▸ **Task brief**: Please convert the entries below into a two-column CSV headed instruction and answer, with one row per entry. Quote every field, replace line breaks with spaces, and leave out the pictures.

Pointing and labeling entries
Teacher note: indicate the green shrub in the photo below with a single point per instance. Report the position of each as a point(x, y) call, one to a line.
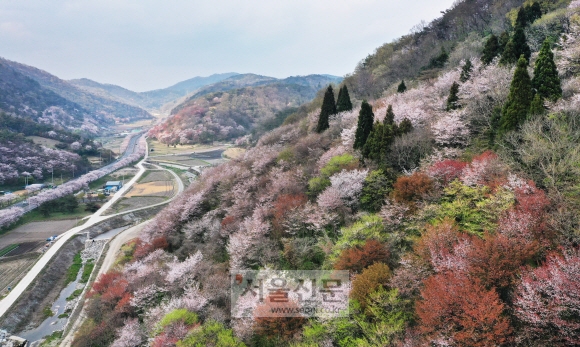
point(183, 315)
point(375, 188)
point(475, 209)
point(87, 270)
point(74, 269)
point(211, 333)
point(337, 164)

▸ **Problem solution**:
instruction,answer
"Teacher note: indicate the green shrub in the photo below with a single point per instance. Report the position of each as a point(x, y) call, one to a line.","point(183, 315) point(375, 188) point(475, 209) point(87, 270) point(74, 269) point(211, 333) point(337, 164)"